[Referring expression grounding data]
........

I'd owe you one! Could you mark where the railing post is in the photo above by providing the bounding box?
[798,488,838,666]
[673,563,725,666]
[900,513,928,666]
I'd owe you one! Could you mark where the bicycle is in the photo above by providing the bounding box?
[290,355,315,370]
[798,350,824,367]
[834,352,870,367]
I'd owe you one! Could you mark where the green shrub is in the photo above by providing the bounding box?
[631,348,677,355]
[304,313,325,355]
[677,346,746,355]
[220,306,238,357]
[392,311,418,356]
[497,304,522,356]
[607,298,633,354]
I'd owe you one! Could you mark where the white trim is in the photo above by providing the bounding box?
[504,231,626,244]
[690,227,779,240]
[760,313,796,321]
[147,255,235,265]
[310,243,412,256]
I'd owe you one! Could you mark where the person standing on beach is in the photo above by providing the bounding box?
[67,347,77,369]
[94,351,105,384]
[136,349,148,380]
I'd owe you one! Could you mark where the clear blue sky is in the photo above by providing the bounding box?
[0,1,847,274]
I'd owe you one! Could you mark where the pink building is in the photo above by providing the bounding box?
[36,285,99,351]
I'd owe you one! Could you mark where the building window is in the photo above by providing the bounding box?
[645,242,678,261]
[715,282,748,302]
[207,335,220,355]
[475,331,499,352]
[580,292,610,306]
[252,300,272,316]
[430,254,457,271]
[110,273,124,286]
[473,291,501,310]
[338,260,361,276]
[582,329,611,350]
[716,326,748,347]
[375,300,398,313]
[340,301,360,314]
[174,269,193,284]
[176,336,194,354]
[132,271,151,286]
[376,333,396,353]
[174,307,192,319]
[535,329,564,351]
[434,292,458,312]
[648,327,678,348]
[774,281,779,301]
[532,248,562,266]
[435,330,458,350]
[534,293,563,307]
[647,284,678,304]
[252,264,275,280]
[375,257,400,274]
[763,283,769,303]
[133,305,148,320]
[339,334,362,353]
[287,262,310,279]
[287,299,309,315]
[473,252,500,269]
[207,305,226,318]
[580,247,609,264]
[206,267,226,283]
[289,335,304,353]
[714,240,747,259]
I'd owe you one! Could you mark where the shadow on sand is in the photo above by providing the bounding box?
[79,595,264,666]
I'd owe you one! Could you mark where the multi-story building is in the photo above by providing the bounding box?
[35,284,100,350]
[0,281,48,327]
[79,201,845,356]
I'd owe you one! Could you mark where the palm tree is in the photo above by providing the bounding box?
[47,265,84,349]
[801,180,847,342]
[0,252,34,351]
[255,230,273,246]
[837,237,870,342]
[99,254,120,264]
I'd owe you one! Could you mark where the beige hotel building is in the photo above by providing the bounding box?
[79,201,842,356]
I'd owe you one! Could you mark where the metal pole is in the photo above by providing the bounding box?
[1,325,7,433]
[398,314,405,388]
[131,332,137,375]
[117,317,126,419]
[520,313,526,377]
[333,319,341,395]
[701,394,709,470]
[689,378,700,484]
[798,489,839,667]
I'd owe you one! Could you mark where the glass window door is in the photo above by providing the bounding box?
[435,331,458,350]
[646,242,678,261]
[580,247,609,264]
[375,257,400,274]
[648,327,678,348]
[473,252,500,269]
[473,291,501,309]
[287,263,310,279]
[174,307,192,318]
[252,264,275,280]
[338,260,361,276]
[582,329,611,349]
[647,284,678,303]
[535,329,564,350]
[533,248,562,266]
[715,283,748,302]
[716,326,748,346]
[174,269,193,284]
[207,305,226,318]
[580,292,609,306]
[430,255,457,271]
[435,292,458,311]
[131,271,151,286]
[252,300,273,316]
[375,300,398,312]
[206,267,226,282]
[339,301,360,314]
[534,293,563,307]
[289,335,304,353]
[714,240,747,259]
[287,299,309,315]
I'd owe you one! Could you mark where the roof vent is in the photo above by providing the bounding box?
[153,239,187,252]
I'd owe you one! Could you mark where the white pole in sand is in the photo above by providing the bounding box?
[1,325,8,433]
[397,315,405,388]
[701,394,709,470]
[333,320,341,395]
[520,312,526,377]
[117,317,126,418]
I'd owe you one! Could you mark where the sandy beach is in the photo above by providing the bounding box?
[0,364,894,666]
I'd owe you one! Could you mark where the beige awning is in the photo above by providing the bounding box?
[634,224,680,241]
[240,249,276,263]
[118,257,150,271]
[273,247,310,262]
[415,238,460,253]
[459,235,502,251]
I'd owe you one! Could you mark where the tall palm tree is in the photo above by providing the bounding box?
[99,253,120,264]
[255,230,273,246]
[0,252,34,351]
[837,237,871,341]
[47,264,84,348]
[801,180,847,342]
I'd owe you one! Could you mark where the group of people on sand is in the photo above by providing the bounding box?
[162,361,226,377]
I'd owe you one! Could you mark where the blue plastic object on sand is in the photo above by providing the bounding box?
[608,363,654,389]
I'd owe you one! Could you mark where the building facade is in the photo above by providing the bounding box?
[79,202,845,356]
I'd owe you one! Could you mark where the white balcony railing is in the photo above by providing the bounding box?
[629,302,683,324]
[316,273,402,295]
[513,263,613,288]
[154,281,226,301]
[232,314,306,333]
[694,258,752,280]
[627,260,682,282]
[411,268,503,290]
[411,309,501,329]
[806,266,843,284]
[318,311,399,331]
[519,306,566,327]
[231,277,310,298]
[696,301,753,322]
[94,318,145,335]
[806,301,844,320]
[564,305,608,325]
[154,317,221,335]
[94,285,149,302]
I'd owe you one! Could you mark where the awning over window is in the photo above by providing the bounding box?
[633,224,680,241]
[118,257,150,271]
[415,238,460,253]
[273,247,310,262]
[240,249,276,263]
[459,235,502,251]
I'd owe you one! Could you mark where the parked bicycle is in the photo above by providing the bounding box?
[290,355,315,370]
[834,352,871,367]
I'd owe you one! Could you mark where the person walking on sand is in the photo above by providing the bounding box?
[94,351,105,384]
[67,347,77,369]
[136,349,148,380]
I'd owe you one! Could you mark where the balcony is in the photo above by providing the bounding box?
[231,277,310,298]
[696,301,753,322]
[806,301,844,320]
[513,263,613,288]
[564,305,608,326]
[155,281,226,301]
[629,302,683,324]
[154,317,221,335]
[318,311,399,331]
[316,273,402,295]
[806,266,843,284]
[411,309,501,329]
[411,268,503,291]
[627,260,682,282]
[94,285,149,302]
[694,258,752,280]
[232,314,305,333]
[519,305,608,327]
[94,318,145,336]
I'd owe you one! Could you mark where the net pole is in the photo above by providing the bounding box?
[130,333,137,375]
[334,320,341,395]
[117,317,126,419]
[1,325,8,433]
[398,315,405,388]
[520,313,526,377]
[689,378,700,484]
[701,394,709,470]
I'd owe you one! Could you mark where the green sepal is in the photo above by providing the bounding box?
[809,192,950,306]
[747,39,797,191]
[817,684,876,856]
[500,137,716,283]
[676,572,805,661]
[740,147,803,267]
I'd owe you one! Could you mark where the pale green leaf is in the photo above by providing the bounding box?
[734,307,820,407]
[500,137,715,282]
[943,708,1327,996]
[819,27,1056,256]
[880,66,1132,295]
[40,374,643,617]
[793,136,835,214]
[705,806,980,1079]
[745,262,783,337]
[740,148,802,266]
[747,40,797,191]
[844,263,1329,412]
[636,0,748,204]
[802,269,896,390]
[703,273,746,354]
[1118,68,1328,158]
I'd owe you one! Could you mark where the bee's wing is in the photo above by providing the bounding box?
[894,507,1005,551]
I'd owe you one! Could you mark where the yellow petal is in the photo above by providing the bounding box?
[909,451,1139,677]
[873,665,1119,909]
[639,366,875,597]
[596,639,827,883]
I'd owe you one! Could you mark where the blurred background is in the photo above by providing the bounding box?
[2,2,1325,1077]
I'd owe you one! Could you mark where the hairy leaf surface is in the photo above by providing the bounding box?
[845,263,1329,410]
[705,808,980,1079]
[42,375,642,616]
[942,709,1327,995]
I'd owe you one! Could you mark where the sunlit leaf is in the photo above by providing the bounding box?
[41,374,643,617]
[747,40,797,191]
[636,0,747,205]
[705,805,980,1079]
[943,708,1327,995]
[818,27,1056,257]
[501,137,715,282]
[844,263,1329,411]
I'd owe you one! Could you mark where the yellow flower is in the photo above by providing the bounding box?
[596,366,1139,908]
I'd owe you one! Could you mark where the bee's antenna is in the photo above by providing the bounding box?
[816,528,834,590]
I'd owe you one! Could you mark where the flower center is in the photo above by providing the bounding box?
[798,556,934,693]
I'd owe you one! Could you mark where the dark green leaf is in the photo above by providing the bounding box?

........

Take the lines from the one containing "I'd owe you one! Could you mark where the yellow flower" through the final line of the entries above, and set them down exactly, with nothing added.

I'd owe you one! Could you mark where the yellow flower is in the photo above by providing the bounding box?
[596,366,1139,908]
I'd owe you one! Could you mark where the bee's antenna is in the photo above by providing the bounding box?
[816,528,834,590]
I'd owe you one! Could you mark where the flower center is in the photo above by providing the bounding box?
[798,556,934,693]
I'd owe you one! Could you mark where the dark green leaf is in the photo above by providing the bounding box?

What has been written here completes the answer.